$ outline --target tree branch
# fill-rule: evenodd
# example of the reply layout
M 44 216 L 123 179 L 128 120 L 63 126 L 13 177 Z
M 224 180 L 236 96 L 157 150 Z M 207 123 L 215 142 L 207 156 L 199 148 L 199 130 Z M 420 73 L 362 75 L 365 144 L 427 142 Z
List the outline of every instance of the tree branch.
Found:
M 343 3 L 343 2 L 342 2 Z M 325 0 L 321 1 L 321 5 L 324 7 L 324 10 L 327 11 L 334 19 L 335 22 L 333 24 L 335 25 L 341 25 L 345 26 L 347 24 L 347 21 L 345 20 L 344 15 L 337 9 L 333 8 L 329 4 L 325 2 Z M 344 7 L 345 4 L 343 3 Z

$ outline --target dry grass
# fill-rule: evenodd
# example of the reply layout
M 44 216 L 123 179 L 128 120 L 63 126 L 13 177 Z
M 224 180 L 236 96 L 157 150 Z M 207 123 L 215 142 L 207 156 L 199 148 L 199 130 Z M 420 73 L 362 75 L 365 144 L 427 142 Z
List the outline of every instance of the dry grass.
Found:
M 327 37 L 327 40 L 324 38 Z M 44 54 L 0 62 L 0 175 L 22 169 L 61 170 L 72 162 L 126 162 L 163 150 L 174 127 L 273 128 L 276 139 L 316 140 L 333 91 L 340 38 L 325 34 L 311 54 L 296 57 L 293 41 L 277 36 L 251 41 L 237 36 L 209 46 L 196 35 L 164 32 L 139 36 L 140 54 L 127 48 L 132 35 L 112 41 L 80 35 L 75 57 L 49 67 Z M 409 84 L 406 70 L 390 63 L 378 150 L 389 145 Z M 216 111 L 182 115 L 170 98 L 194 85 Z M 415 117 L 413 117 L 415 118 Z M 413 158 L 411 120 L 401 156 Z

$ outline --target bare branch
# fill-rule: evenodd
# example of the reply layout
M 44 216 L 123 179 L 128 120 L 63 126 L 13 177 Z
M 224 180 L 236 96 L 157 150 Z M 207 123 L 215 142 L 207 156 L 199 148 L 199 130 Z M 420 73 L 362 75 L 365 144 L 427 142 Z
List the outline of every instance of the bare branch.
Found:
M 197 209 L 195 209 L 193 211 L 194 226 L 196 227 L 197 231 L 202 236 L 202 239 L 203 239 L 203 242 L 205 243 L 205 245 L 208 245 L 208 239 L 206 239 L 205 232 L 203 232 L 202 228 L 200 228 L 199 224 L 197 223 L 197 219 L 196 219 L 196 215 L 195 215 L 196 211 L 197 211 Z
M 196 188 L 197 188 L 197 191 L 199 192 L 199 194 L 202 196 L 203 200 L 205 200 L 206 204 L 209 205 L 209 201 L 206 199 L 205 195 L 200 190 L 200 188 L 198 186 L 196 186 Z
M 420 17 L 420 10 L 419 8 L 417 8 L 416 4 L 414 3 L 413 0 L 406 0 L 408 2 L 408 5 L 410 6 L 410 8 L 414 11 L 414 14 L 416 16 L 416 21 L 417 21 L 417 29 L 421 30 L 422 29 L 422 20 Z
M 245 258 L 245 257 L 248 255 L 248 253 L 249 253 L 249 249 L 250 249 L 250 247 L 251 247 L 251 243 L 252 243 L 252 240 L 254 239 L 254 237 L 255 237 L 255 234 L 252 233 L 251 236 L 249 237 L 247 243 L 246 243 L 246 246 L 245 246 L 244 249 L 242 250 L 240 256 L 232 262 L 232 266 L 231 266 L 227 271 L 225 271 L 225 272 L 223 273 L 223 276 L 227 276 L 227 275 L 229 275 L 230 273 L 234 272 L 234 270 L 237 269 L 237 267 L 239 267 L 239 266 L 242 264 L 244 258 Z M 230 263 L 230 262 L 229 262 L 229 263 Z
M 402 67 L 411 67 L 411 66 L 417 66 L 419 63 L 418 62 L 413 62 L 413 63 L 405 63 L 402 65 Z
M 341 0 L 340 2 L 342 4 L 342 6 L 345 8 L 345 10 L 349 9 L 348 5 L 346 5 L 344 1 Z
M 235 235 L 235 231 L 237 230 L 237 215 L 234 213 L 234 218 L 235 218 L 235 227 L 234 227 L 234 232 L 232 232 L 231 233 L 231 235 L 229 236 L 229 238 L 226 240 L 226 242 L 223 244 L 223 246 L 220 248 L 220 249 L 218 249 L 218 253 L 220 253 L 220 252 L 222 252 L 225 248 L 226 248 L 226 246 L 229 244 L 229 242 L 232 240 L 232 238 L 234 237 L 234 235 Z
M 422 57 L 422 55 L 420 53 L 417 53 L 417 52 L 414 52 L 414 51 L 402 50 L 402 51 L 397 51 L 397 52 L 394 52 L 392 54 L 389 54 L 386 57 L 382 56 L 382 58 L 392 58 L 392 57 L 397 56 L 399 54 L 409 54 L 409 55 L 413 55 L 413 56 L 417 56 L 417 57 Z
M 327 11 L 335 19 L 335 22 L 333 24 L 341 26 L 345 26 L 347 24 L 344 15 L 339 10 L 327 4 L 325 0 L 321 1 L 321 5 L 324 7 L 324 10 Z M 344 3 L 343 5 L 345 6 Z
==
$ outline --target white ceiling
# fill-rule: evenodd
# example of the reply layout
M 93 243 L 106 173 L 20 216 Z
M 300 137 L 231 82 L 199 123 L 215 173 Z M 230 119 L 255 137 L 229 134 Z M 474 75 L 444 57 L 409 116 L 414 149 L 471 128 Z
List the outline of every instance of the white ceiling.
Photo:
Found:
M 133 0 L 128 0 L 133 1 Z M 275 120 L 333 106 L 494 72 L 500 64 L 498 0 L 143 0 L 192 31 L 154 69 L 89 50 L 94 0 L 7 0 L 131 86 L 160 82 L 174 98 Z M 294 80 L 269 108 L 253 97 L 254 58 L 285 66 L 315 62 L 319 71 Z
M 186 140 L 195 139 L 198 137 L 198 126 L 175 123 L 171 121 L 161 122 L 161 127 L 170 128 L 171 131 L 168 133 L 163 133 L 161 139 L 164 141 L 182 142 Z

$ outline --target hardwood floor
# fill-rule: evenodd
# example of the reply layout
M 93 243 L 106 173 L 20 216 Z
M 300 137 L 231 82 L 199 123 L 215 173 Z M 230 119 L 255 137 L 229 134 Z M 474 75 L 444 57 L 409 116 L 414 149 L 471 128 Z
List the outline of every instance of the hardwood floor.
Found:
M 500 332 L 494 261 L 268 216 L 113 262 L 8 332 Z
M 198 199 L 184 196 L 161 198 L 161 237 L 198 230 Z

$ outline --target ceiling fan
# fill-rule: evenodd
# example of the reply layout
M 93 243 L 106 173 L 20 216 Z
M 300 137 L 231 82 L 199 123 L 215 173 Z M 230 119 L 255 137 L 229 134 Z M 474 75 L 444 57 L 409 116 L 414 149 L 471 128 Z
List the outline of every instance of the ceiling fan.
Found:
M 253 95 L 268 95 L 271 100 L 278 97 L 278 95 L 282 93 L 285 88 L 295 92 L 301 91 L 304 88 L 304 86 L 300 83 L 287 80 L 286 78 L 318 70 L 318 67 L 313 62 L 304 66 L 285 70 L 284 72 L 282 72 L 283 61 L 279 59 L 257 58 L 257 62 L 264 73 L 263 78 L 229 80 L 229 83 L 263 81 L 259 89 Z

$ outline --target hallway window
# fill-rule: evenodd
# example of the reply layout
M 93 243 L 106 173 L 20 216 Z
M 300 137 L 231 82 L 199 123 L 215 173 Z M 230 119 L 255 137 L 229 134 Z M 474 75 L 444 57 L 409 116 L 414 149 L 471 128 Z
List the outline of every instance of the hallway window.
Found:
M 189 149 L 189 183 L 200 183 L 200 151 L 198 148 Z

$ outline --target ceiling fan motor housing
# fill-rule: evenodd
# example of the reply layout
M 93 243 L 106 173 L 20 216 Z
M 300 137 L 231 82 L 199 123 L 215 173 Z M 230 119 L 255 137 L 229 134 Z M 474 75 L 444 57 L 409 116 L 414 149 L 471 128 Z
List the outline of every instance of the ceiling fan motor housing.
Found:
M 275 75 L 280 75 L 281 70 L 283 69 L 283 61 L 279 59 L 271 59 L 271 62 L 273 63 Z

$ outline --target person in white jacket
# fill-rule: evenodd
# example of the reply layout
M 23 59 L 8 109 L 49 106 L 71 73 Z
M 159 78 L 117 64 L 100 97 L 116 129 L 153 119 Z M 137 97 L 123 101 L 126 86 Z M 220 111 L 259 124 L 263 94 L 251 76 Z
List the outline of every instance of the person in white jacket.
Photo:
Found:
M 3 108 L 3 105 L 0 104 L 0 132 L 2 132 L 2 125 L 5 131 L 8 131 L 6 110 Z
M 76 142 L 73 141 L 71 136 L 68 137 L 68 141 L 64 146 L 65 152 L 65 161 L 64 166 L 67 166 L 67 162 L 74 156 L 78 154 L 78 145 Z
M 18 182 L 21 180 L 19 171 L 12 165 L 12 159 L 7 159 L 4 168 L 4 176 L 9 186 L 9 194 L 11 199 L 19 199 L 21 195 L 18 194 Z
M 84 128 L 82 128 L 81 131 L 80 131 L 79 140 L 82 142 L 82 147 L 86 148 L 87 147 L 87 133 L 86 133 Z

▶ EXERCISE: Go through the data and copy every line that includes "motor".

▶ THE ANSWER:
$ outline --target ceiling fan motor housing
List the outline of every instance of the ceiling fan motor housing.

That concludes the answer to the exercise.